++++ Records shown

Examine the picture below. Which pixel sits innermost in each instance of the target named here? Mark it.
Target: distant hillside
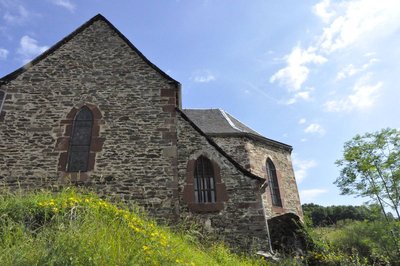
(71, 228)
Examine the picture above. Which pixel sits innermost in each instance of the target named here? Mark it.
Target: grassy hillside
(71, 228)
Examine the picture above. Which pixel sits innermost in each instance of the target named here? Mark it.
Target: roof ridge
(218, 148)
(11, 76)
(229, 120)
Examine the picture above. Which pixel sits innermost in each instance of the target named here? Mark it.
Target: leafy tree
(370, 167)
(330, 215)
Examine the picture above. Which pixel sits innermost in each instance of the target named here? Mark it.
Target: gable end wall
(137, 104)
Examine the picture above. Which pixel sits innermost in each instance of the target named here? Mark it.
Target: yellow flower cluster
(154, 238)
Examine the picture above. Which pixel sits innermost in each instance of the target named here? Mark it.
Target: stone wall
(95, 67)
(259, 152)
(253, 155)
(241, 222)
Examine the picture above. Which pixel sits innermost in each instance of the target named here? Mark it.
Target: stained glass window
(2, 99)
(79, 146)
(273, 184)
(204, 181)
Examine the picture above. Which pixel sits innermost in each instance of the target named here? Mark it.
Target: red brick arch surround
(188, 190)
(96, 144)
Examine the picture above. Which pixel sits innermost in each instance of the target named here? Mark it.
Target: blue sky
(308, 73)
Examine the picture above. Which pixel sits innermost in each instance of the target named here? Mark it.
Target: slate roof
(216, 122)
(218, 148)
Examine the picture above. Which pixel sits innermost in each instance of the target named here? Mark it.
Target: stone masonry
(143, 147)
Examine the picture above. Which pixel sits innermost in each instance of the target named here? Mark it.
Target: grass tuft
(74, 228)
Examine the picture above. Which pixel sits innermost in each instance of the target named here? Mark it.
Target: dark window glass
(204, 181)
(2, 98)
(79, 146)
(273, 184)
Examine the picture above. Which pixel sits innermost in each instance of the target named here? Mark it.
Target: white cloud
(301, 167)
(351, 70)
(356, 19)
(3, 54)
(304, 95)
(363, 96)
(29, 48)
(67, 4)
(315, 128)
(203, 76)
(308, 195)
(16, 15)
(348, 24)
(296, 72)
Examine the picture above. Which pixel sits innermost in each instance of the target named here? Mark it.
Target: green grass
(72, 228)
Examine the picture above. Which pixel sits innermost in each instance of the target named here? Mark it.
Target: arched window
(273, 184)
(204, 181)
(79, 146)
(2, 99)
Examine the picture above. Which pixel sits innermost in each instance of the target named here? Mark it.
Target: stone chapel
(94, 110)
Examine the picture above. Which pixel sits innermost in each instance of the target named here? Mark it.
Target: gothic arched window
(273, 184)
(2, 99)
(204, 181)
(79, 146)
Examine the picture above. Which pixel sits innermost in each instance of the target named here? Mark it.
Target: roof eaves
(218, 148)
(11, 76)
(254, 137)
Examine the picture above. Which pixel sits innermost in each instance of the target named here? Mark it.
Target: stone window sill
(205, 207)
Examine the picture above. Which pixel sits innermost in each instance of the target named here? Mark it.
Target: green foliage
(369, 241)
(370, 167)
(330, 215)
(71, 228)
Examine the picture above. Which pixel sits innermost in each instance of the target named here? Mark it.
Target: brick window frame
(63, 142)
(275, 181)
(189, 187)
(2, 101)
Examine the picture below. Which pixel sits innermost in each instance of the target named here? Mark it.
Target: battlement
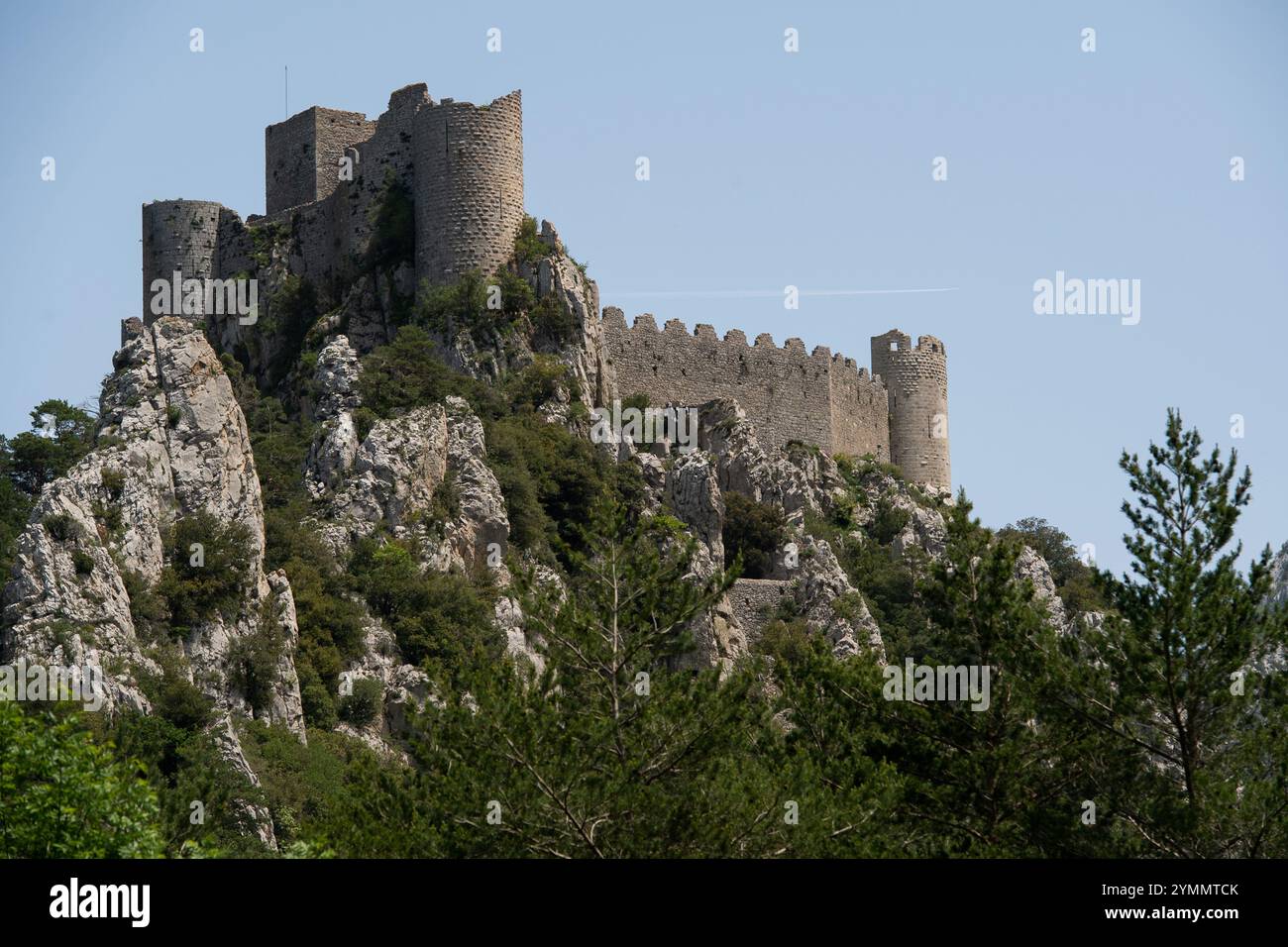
(790, 392)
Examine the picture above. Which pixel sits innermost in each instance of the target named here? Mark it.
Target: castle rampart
(789, 393)
(469, 185)
(462, 167)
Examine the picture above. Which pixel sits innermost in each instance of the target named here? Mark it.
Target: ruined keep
(326, 172)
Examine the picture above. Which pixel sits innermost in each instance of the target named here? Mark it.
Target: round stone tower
(178, 236)
(468, 185)
(915, 380)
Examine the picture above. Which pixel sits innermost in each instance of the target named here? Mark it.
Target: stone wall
(469, 185)
(179, 236)
(301, 155)
(754, 602)
(917, 381)
(789, 393)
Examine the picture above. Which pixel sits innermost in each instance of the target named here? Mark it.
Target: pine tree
(1190, 655)
(613, 748)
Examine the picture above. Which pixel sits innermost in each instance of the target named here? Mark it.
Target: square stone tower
(301, 155)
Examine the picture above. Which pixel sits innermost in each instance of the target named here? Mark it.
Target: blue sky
(768, 169)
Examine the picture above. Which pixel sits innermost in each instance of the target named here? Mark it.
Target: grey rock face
(1033, 569)
(172, 444)
(183, 449)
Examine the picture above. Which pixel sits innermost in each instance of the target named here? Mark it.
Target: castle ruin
(463, 169)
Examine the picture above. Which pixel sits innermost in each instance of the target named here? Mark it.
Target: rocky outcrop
(171, 444)
(797, 479)
(729, 460)
(335, 444)
(1030, 567)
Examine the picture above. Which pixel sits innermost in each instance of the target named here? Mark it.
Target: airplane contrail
(751, 294)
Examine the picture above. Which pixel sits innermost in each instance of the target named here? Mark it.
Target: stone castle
(463, 166)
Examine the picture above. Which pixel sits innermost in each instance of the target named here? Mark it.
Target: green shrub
(114, 480)
(393, 226)
(888, 522)
(84, 562)
(442, 622)
(754, 531)
(361, 706)
(554, 321)
(60, 526)
(206, 577)
(254, 664)
(364, 420)
(528, 247)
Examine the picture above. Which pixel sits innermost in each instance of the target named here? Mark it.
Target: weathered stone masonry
(897, 414)
(819, 398)
(463, 166)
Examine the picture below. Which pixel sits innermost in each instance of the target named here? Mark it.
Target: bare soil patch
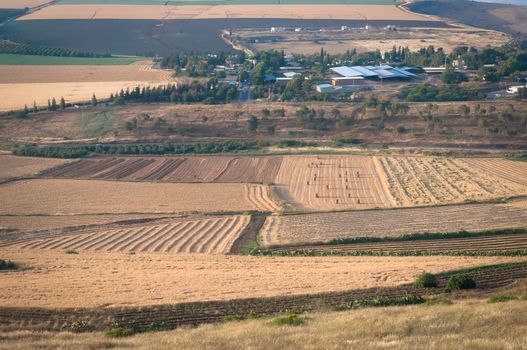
(54, 197)
(13, 166)
(119, 279)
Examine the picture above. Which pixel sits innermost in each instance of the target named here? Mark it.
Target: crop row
(171, 316)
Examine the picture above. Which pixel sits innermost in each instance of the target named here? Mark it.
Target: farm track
(172, 316)
(173, 169)
(203, 236)
(487, 244)
(323, 227)
(431, 181)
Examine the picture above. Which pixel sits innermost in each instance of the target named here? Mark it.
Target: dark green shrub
(120, 330)
(426, 280)
(501, 298)
(460, 281)
(7, 265)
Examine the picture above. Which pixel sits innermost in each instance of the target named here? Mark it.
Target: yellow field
(213, 235)
(330, 182)
(427, 181)
(91, 279)
(351, 12)
(13, 166)
(54, 197)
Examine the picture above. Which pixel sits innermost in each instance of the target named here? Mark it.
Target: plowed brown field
(427, 181)
(91, 279)
(54, 197)
(207, 236)
(174, 169)
(322, 227)
(330, 182)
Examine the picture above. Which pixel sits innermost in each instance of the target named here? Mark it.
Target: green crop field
(57, 60)
(227, 2)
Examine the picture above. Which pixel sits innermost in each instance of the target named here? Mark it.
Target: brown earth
(120, 279)
(351, 12)
(54, 197)
(323, 227)
(13, 166)
(214, 235)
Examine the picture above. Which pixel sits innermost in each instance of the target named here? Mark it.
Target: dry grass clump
(467, 325)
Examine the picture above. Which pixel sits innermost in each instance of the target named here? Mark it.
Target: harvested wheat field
(19, 95)
(20, 4)
(428, 181)
(317, 11)
(174, 169)
(54, 197)
(28, 223)
(508, 170)
(214, 235)
(140, 71)
(13, 166)
(323, 227)
(120, 279)
(330, 183)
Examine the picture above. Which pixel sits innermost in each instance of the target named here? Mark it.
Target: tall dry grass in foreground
(466, 325)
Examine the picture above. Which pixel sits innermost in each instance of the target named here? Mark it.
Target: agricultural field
(330, 182)
(174, 169)
(38, 82)
(75, 197)
(213, 235)
(323, 227)
(429, 181)
(13, 166)
(119, 279)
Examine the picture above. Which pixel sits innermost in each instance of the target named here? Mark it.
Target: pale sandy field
(24, 85)
(352, 12)
(54, 197)
(13, 166)
(119, 279)
(19, 4)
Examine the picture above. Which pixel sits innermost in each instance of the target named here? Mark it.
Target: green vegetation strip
(15, 59)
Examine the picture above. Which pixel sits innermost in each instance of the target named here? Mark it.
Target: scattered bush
(426, 280)
(460, 281)
(501, 298)
(120, 330)
(7, 265)
(290, 319)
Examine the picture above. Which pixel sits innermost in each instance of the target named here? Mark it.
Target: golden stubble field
(70, 197)
(26, 85)
(120, 279)
(335, 11)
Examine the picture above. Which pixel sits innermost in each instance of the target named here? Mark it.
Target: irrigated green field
(11, 59)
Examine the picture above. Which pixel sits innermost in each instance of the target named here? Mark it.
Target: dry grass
(313, 228)
(464, 325)
(19, 4)
(121, 279)
(351, 12)
(60, 197)
(330, 182)
(213, 235)
(425, 181)
(13, 166)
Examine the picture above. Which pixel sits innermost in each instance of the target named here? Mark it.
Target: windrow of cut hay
(331, 183)
(323, 227)
(70, 197)
(429, 181)
(174, 169)
(214, 235)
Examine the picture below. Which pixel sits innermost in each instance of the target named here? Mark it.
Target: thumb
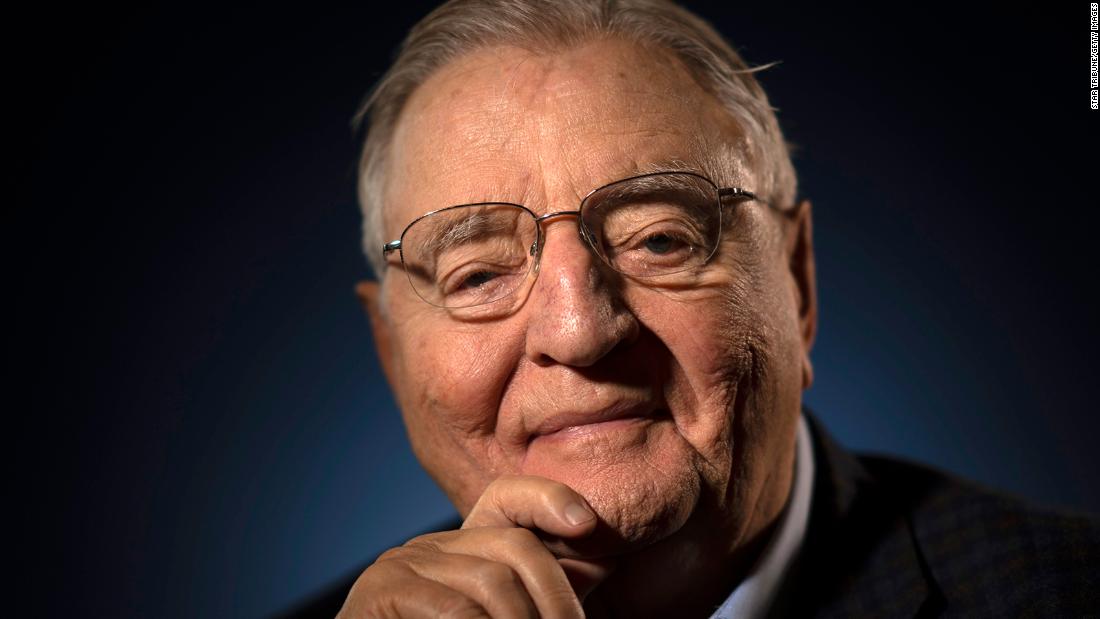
(532, 503)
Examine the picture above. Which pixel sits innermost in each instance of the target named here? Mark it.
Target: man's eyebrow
(458, 225)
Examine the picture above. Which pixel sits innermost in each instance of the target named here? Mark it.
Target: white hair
(460, 26)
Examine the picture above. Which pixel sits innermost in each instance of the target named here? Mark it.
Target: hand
(495, 565)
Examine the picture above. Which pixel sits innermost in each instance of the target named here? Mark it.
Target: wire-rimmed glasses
(649, 228)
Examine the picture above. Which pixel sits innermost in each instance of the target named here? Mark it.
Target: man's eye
(661, 243)
(476, 279)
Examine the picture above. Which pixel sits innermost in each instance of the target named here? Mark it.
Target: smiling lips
(574, 423)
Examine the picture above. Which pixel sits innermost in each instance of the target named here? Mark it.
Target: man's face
(708, 378)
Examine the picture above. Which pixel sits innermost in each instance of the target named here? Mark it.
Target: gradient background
(201, 428)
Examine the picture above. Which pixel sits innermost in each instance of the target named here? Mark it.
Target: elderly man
(595, 306)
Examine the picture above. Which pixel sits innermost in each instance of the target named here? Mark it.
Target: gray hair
(460, 26)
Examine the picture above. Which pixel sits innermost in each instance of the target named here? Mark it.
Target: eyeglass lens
(652, 225)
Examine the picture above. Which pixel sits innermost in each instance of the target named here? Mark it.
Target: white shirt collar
(754, 596)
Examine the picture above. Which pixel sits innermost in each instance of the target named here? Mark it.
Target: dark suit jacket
(893, 539)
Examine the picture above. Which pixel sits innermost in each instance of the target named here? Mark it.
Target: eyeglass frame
(722, 192)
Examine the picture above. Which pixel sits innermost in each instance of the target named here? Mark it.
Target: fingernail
(576, 514)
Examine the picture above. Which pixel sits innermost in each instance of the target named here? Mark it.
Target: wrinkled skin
(686, 489)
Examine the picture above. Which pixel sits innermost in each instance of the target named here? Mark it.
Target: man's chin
(633, 473)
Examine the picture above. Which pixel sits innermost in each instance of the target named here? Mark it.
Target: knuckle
(459, 607)
(519, 537)
(495, 576)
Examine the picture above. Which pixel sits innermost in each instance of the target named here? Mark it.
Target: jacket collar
(860, 556)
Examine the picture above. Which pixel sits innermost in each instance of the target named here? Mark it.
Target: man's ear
(370, 296)
(800, 252)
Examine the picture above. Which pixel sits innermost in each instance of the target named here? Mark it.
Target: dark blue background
(201, 428)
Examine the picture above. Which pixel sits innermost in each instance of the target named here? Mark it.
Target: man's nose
(576, 310)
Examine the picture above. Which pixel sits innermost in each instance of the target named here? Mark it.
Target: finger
(492, 584)
(391, 589)
(520, 550)
(532, 503)
(584, 575)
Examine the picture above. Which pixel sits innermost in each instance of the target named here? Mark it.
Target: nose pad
(580, 316)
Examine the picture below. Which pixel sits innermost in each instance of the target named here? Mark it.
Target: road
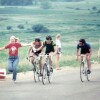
(66, 85)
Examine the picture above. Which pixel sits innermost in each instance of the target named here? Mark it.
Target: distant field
(73, 21)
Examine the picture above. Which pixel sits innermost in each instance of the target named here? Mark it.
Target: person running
(13, 59)
(33, 50)
(58, 51)
(85, 50)
(49, 49)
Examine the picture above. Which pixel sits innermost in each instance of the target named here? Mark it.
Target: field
(73, 20)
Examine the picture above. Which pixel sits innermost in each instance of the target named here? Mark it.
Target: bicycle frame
(46, 70)
(83, 68)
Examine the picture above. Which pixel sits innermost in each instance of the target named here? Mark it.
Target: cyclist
(50, 49)
(33, 49)
(58, 51)
(86, 50)
(13, 58)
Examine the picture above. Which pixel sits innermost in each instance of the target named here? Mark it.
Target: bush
(98, 11)
(39, 28)
(46, 5)
(94, 8)
(9, 27)
(20, 26)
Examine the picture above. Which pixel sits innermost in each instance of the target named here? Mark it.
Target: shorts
(59, 51)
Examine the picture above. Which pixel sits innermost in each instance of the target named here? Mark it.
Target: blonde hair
(57, 36)
(13, 37)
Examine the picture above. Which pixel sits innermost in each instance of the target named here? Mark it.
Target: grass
(62, 18)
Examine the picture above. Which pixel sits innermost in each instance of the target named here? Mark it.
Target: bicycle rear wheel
(49, 73)
(82, 72)
(36, 72)
(88, 75)
(44, 76)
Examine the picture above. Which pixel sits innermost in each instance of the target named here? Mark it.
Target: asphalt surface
(65, 85)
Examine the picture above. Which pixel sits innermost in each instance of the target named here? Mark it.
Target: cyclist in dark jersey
(50, 48)
(35, 45)
(85, 49)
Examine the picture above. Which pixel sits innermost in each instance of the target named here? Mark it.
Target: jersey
(49, 47)
(13, 48)
(85, 48)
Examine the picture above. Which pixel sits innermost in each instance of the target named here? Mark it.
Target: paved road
(65, 85)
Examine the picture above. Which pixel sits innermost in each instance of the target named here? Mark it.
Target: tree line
(28, 2)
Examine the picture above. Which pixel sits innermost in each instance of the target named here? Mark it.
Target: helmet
(82, 40)
(48, 37)
(37, 40)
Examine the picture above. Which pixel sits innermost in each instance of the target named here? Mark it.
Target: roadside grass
(62, 18)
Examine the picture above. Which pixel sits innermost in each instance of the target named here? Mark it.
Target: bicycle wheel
(82, 72)
(36, 73)
(44, 76)
(88, 75)
(49, 74)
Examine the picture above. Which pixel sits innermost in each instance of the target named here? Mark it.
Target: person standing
(85, 49)
(13, 58)
(58, 51)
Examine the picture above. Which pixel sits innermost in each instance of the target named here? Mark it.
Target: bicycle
(83, 69)
(36, 68)
(46, 71)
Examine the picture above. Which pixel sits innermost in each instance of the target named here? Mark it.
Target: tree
(16, 2)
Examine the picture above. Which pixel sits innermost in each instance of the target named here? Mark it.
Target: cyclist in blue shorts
(85, 49)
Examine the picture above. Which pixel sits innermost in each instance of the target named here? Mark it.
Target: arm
(77, 51)
(25, 44)
(2, 48)
(29, 52)
(41, 47)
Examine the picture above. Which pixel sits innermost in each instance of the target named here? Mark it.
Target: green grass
(62, 18)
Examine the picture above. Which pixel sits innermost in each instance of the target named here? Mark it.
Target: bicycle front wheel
(36, 73)
(44, 76)
(82, 72)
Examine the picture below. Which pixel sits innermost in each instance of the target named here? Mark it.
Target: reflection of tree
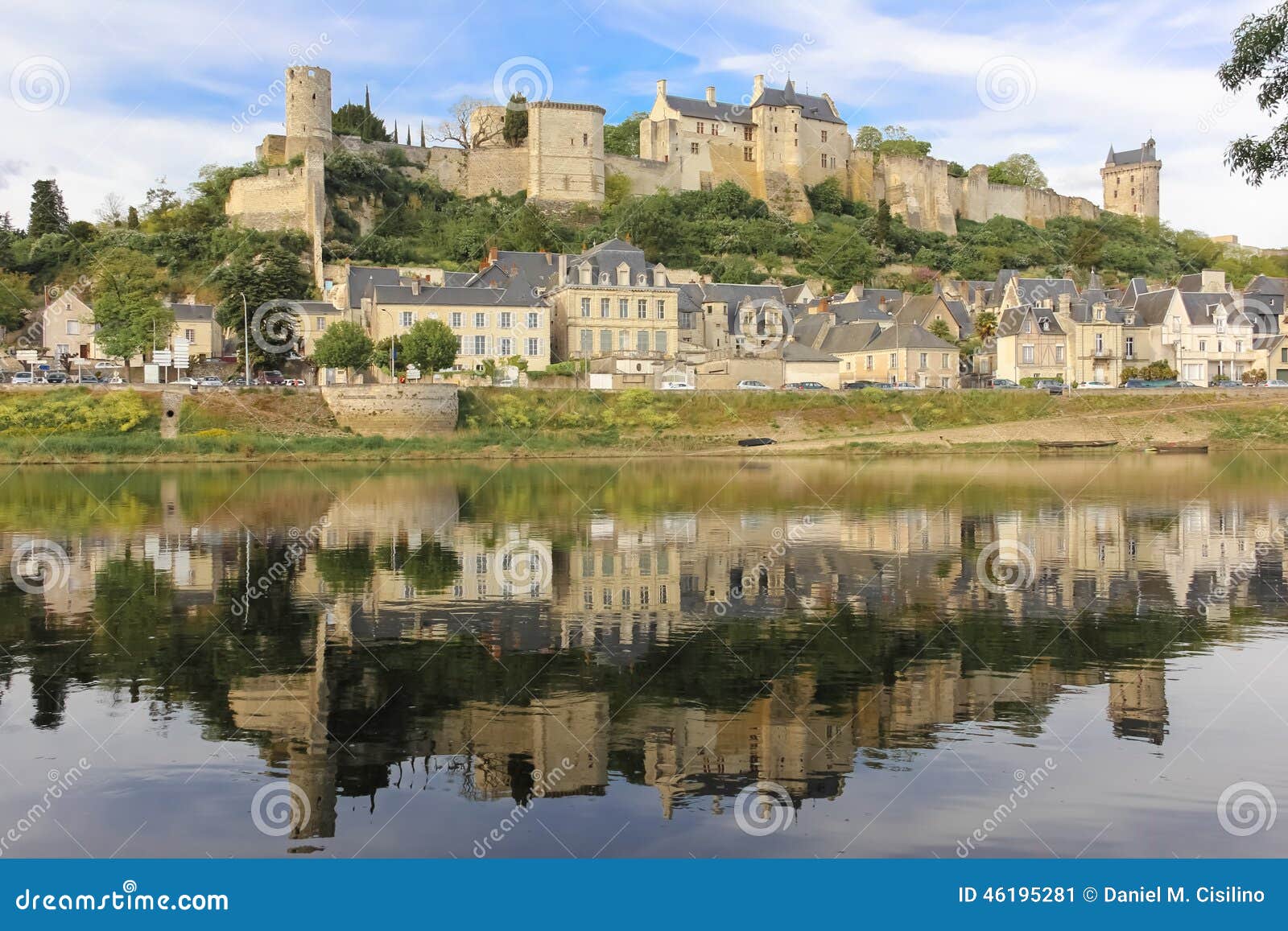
(428, 568)
(348, 571)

++++++++

*Work instructions:* The expected output is exactly the lines from the one containing "Target: arm" through the last line of the listing, both included, with every picture left out.

*Answer for the task:*
Target: arm
(77, 51)
(25, 44)
(2, 48)
(29, 52)
(41, 47)
Examine the picture above. Which pixel sits innermost in each instance of the target named here? Mark it.
Target: green grass
(62, 18)
Examine the picture above. Which pixel sits innermost in each instance of the target named here? Mark it.
Target: bicycle front wheel
(36, 73)
(44, 76)
(82, 72)
Examine the picture below. Which pixel sits innermost in each instance of the target named here? Mark it.
Target: reflection of tree
(428, 568)
(348, 571)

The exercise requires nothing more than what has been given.